### WHAT IS ASKED
Could you copy everything in the article on the Adore Me settlement and the FTC's Negative Option Rule from "Last week, regulators" down to "and can’t cancel.", word for word?

### EXCERPT PROVIDED
TINA.org applauds proposed amendments but pushes for more.

| Laura Smith

Last week, regulators announced a $2.35 million multistate settlement with Adore Me — the subject of an in-depth TINA.org investigation, as well as complaints to state and federal regulators — resolving claims that the online lingerie retailer deceptively marketed its VIP Membership Program and made it difficult for members to cancel.

The settlement comes as the FTC, which itself reached a $1.4 million settlement with Adore Me in 2017 (following TINA.org’s complaint to the agency), is proposing to amend its Negative Option Rule and requesting public comment on its proposed amendments in order to combat unfair or deceptive practices related to subscriptions that include recurring charges for products or services consumers don’t want and can’t cancel.

Back in 2019, when the FTC was soliciting input about whether to amend the rule at all, TINA.org submitted a comment regarding the need to modernize the rule and suggested a number of amendments, several of which have been included in the FTC’s current proposal. Those are:

  • Applying the rule to all forms of negative option marketing in all media instead of just to one type of negative option marketing — prenotification plans (e.g., book or music clubs where sellers send periodic notices offering goods and if consumers take no action, sellers send the goods and charge consumers) — as the rule is currently drafted.
  • Requiring negative option sellers to provide a simple way to cancel the negative option feature that is “at least as easy to use as the method the consumer used to initiate the negative option feature.”
  • Requiring negative option sellers to provide periodic reminders for certain negative option offers.

While TINA.org supports the FTC’s proposed amendments to the rule to better inform marketers and further protect consumers, TINA.org also believes that certain additional revisions are necessary to increase the rule’s utility and impact.

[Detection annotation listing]

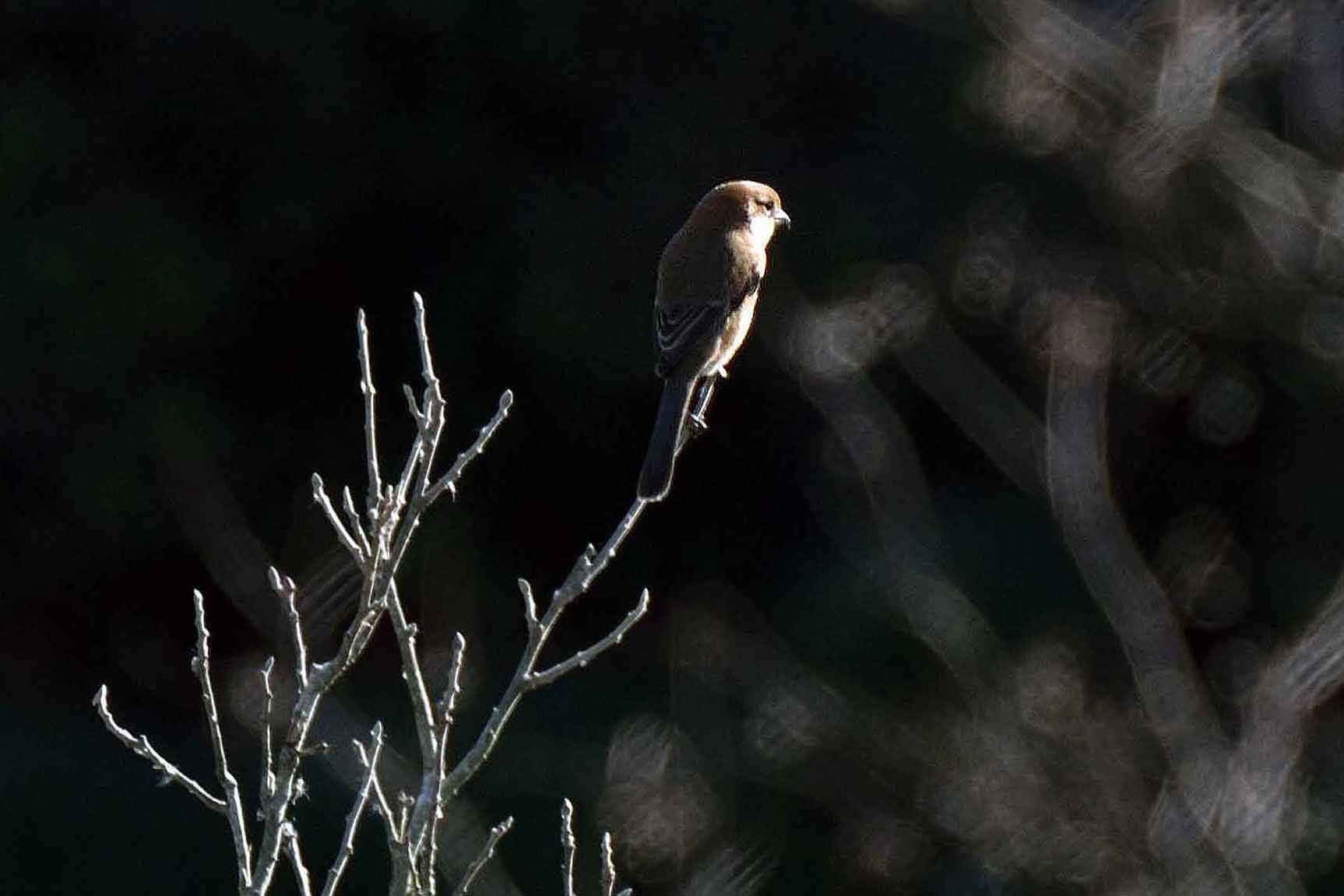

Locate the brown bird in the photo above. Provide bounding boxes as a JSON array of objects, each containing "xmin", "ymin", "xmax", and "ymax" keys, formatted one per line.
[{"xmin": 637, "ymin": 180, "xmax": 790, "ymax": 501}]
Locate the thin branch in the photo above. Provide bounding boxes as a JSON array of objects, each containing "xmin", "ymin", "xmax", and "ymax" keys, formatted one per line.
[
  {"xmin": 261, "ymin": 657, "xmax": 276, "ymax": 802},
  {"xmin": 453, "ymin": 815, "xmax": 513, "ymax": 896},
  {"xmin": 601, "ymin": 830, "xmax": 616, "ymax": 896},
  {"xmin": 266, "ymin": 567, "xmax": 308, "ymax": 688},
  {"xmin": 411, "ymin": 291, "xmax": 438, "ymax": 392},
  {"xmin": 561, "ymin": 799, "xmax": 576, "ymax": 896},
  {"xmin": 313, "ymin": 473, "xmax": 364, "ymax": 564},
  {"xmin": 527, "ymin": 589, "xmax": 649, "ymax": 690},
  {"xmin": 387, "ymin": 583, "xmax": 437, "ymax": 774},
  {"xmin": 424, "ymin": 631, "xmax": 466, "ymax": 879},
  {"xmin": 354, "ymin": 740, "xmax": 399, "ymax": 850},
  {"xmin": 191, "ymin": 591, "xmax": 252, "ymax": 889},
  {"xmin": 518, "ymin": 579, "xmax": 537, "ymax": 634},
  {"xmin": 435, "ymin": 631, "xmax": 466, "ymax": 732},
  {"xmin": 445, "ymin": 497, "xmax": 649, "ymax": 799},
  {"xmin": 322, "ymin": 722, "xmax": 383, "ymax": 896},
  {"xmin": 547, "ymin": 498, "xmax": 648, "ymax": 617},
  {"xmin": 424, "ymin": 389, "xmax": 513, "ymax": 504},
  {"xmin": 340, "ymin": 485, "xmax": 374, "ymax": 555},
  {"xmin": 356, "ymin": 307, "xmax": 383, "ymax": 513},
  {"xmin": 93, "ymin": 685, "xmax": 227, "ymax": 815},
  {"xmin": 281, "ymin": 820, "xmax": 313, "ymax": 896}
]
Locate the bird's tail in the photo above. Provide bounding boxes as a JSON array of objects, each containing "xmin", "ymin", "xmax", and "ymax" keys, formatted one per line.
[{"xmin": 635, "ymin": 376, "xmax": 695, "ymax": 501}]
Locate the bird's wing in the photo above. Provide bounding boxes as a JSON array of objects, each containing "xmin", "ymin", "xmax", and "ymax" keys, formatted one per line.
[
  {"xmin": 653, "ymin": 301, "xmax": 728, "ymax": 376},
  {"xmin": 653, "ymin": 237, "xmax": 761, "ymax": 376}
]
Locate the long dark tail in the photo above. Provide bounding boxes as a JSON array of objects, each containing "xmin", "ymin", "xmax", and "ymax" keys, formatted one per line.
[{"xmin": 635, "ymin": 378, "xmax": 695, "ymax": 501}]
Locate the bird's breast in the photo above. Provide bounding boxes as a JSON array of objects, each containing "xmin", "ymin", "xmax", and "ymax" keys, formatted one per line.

### ANSWER FOR THE TASK
Last week, regulators announced a $2.35 million multistate settlement with Adore Me — the subject of an in-depth TINA.org investigation, as well as complaints to state and federal regulators — resolving claims that the online lingerie retailer deceptively marketed its VIP Membership Program and made it difficult for members to cancel.

The settlement comes as the FTC, which itself reached a $1.4 million settlement with Adore Me in 2017 (following TINA.org’s complaint to the agency), is proposing to amend its Negative Option Rule and requesting public comment on its proposed amendments in order to combat unfair or deceptive practices related to subscriptions that include recurring charges for products or services consumers don’t want and can’t cancel.